==== Dataset excerpts
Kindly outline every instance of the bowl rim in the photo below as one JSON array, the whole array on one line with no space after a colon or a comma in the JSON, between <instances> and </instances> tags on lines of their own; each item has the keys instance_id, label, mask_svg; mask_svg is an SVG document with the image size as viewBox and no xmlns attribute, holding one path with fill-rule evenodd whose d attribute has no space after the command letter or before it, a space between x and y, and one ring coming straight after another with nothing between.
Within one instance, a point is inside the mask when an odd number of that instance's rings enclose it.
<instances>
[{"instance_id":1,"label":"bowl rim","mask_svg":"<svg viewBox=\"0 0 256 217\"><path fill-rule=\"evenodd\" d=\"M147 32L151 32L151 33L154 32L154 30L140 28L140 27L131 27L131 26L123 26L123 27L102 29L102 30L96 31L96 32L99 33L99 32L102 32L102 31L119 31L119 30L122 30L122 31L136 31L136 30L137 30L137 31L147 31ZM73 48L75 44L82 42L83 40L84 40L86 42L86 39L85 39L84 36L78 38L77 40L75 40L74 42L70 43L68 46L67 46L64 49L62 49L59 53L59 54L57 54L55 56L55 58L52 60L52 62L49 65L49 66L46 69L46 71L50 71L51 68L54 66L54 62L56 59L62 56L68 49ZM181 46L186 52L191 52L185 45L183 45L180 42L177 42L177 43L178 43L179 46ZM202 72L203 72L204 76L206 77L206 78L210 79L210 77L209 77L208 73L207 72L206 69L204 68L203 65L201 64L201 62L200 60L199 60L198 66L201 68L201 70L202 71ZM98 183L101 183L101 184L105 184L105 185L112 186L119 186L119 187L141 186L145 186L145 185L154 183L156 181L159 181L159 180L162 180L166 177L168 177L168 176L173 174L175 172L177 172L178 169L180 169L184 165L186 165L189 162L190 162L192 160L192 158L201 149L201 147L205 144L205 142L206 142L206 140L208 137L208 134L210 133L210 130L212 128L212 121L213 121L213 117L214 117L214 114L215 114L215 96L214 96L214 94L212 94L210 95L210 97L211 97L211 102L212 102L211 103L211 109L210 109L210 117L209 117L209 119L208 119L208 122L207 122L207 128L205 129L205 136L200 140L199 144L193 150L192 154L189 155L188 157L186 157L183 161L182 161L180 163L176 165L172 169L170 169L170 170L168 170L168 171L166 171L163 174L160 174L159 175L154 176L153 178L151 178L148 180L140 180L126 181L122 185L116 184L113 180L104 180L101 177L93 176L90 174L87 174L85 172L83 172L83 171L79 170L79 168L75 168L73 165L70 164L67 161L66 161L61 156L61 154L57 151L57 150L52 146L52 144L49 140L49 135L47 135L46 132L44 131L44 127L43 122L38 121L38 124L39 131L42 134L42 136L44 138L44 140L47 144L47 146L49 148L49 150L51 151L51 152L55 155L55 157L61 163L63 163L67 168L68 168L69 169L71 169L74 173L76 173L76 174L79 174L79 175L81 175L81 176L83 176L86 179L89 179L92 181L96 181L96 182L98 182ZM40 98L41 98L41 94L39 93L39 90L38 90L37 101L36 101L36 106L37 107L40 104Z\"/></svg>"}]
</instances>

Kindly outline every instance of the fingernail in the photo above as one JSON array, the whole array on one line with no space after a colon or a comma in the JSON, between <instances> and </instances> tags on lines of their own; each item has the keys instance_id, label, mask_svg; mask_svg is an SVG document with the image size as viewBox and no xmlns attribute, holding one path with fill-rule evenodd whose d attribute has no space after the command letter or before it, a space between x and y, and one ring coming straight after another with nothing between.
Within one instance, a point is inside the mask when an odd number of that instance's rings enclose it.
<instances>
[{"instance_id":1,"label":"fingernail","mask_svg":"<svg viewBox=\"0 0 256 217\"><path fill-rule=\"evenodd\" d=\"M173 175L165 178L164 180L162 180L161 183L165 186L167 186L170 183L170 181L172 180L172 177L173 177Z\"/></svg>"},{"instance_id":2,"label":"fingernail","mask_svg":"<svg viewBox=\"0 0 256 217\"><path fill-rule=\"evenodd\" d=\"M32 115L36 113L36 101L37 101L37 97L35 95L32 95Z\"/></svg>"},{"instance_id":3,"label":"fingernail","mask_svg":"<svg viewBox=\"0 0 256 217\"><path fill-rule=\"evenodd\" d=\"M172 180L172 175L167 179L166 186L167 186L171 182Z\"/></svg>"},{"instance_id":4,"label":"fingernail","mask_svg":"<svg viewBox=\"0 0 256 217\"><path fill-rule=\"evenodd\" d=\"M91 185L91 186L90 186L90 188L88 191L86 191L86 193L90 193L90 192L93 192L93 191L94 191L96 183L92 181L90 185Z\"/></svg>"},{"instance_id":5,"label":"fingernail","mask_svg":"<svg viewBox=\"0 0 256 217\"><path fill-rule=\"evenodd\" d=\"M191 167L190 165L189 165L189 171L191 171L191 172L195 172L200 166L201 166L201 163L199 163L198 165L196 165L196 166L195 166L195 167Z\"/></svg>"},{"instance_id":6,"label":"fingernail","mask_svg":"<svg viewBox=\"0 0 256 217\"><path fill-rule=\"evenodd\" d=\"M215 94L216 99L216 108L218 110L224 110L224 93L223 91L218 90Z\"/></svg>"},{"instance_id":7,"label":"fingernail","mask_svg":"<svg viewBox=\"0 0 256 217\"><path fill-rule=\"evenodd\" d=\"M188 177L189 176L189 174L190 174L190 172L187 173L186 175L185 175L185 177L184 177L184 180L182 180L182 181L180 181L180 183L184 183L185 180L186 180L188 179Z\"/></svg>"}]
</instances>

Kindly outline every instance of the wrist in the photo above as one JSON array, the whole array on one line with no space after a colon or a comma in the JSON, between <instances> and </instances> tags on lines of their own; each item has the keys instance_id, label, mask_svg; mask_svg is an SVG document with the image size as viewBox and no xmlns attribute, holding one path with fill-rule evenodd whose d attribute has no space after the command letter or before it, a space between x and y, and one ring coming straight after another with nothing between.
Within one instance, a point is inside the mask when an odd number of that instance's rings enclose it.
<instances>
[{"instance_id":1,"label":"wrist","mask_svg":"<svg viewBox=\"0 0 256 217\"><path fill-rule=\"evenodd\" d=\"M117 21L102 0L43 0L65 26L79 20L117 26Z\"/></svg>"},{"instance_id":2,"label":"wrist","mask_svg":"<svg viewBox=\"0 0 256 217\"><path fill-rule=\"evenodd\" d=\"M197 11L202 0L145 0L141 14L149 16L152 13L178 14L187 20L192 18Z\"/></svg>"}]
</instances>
========
• Set exercise
Output everything from the line containing "Kindly outline every instance of the wrist" down to the end of the items as a two-column CSV with the headers input and output. Give one row per item, with its text and its answer each in a single quoted field and line breaks turned into spaces.

• The reply
input,output
"Kindly outline every instance of the wrist in the photo above as one JSON array, the whole array on one line with no space after a colon or a comma in the JSON, between <instances> and </instances> tags on lines of their own; each item has the keys instance_id, label, mask_svg; mask_svg is an SVG document with the image size as viewBox and no xmlns attribute, holding one path with fill-rule evenodd whose d attribute has no space after the command letter or before it, a space between x and y, and one ring coming straight after another with nothing between. Within one instance, a point is inside the mask when an odd number of that instance's rings enclose it.","<instances> [{""instance_id"":1,""label"":""wrist"",""mask_svg"":""<svg viewBox=\""0 0 256 217\""><path fill-rule=\""evenodd\"" d=\""M117 21L102 0L43 0L65 26L79 20L117 26Z\""/></svg>""},{""instance_id"":2,""label"":""wrist"",""mask_svg"":""<svg viewBox=\""0 0 256 217\""><path fill-rule=\""evenodd\"" d=\""M197 11L202 0L145 0L141 14L149 16L152 13L178 14L187 20L192 18Z\""/></svg>""}] </instances>"